### AIM OF THE TASK
Turn the lines below into a numbered list, dropping any blank lines and leaving out the pictures.

### PROVIDED ENTRIES
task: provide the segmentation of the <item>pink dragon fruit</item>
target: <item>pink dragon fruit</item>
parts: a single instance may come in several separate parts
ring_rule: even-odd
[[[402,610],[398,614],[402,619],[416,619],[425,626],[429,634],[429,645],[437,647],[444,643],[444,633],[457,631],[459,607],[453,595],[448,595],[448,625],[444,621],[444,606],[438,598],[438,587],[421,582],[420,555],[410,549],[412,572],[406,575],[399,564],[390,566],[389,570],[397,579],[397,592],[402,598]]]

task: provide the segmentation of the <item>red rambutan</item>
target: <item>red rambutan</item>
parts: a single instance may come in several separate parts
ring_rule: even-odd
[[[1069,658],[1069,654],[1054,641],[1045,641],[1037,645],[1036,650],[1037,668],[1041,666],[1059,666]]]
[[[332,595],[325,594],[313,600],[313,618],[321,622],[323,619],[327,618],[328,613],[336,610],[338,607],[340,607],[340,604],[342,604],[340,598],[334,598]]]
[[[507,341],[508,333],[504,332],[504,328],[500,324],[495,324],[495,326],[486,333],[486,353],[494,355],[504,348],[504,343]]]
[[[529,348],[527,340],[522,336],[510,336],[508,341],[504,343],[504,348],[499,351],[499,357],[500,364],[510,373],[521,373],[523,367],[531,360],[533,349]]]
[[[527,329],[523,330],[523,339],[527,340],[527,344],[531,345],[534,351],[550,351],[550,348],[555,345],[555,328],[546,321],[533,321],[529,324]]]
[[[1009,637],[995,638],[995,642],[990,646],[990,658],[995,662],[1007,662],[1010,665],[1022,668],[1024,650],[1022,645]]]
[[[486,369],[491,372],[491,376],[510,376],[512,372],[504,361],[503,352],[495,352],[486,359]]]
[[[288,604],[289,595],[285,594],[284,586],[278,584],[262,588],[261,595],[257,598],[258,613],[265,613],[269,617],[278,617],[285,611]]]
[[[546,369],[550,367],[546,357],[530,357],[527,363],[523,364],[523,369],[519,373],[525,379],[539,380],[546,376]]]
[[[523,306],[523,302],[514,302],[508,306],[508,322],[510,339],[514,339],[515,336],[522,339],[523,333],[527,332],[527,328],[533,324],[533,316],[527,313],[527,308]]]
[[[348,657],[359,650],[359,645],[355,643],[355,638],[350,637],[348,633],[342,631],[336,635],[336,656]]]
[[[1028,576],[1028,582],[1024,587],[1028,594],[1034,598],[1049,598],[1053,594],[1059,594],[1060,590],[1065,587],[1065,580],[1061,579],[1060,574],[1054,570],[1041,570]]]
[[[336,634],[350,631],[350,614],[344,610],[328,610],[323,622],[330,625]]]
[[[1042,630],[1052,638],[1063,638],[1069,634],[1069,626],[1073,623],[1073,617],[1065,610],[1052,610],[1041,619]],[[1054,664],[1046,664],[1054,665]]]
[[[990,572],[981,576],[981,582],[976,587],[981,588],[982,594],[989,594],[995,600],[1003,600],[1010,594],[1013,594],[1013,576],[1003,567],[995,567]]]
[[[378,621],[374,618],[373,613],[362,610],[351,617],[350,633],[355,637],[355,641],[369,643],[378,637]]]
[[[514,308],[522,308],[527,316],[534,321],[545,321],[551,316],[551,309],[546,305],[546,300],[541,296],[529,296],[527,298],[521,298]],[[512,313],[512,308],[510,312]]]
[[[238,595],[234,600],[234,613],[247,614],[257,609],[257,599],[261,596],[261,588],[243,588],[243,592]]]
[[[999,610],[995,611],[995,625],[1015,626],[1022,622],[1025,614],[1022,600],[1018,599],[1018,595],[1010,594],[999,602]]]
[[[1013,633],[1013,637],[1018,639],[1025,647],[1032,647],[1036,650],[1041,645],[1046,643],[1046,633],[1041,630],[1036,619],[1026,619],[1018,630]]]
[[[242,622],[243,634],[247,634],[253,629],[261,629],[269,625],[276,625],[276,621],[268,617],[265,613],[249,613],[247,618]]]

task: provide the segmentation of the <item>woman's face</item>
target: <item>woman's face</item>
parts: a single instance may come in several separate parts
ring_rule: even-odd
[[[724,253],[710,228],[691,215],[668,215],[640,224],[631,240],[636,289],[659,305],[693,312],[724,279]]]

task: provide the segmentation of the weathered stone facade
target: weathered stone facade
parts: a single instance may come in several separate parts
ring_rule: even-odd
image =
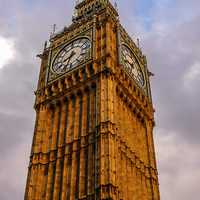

### REPLY TO THE EXERCISE
1. task: provide the segmentation of the <item>pink dragon fruit</item>
2. target: <item>pink dragon fruit</item>
3. parts: a single instance may come in several separate parts
4. ring_rule: even-odd
5. [[[402,610],[398,614],[402,619],[416,619],[425,626],[429,634],[429,645],[437,647],[444,643],[444,633],[457,631],[459,607],[453,595],[448,595],[448,625],[444,621],[444,606],[438,598],[438,587],[421,582],[420,555],[410,549],[412,572],[406,575],[399,564],[390,566],[389,570],[397,579],[397,592],[402,598]]]
6. task: provide the segmentation of the <item>red rambutan</item>
7. target: <item>red rambutan</item>
8. parts: a single instance may come in several separate parts
9. ring_rule: even-odd
10. [[[1069,658],[1069,654],[1054,641],[1045,641],[1037,645],[1036,650],[1037,668],[1041,666],[1059,666]]]
11. [[[332,595],[325,594],[313,600],[313,618],[321,622],[323,619],[327,618],[328,613],[336,610],[338,607],[340,607],[340,604],[342,604],[340,598],[334,598]]]
12. [[[507,341],[508,333],[504,332],[504,328],[500,324],[495,324],[495,326],[486,333],[486,353],[494,355],[504,348],[504,343]]]
13. [[[529,348],[527,340],[522,336],[510,336],[508,341],[504,343],[504,348],[499,351],[499,357],[500,364],[510,373],[521,373],[523,367],[531,360],[533,349]]]
14. [[[527,329],[523,330],[523,339],[527,340],[527,344],[531,345],[534,351],[550,351],[550,348],[555,345],[555,328],[546,321],[533,321],[529,324]]]
15. [[[1009,637],[995,638],[995,642],[990,646],[990,658],[995,662],[1007,662],[1010,665],[1022,668],[1024,650],[1022,645]]]
16. [[[486,369],[491,372],[491,376],[510,376],[512,372],[504,361],[503,352],[495,352],[486,359]]]
17. [[[288,604],[289,595],[285,594],[284,586],[278,584],[262,588],[261,595],[257,598],[258,613],[265,613],[269,617],[278,617],[285,611]]]
18. [[[546,369],[550,367],[546,357],[530,357],[527,363],[523,364],[523,369],[519,373],[525,379],[539,380],[546,376]]]
19. [[[523,306],[523,302],[514,302],[508,306],[508,322],[510,339],[514,339],[515,336],[522,339],[523,333],[527,332],[527,328],[533,324],[533,316],[527,313],[527,308]]]
20. [[[348,657],[359,650],[359,645],[355,643],[355,638],[350,637],[348,633],[342,631],[336,635],[336,656]]]
21. [[[1028,576],[1028,582],[1024,587],[1028,594],[1034,598],[1049,598],[1053,594],[1059,594],[1060,590],[1065,587],[1065,580],[1061,579],[1060,574],[1054,570],[1041,570]]]
22. [[[336,634],[350,631],[350,614],[344,610],[328,610],[323,622],[330,625]]]
23. [[[1042,630],[1052,638],[1063,638],[1069,634],[1069,626],[1073,623],[1073,617],[1065,610],[1052,610],[1041,619]],[[1054,664],[1046,664],[1054,665]]]
24. [[[990,572],[981,576],[981,582],[976,587],[981,588],[982,594],[989,594],[995,600],[1003,600],[1010,594],[1013,594],[1013,576],[1003,567],[995,567]]]
25. [[[378,621],[374,618],[373,613],[362,610],[351,617],[350,633],[355,637],[355,641],[369,643],[378,637]]]
26. [[[514,308],[522,308],[527,316],[534,321],[545,321],[551,316],[551,309],[546,305],[546,300],[541,296],[529,296],[527,298],[521,298]],[[512,313],[512,308],[510,312]]]
27. [[[238,595],[234,600],[234,613],[247,614],[257,609],[257,599],[261,596],[261,588],[243,588],[243,592]]]
28. [[[999,610],[995,611],[995,625],[1015,626],[1022,622],[1025,614],[1022,600],[1018,599],[1018,595],[1010,594],[999,602]]]
29. [[[1013,633],[1013,637],[1018,639],[1025,647],[1032,647],[1036,650],[1041,645],[1046,643],[1046,633],[1041,630],[1036,619],[1026,619],[1018,630]]]
30. [[[242,622],[243,634],[247,634],[253,629],[261,629],[269,625],[276,625],[276,621],[268,617],[265,613],[249,613],[247,618]]]
31. task: provide the segmentation of the <item>woman's face</item>
32. target: <item>woman's face</item>
33. parts: a single instance may come in several separate parts
34. ring_rule: even-odd
35. [[[724,253],[710,228],[691,215],[668,215],[640,224],[631,240],[636,289],[659,305],[693,312],[724,279]]]
36. task: provide the segmentation of the weathered stone facade
37. target: weathered stone facade
38. parts: a single instance may come in several separate parts
39. ring_rule: even-odd
40. image =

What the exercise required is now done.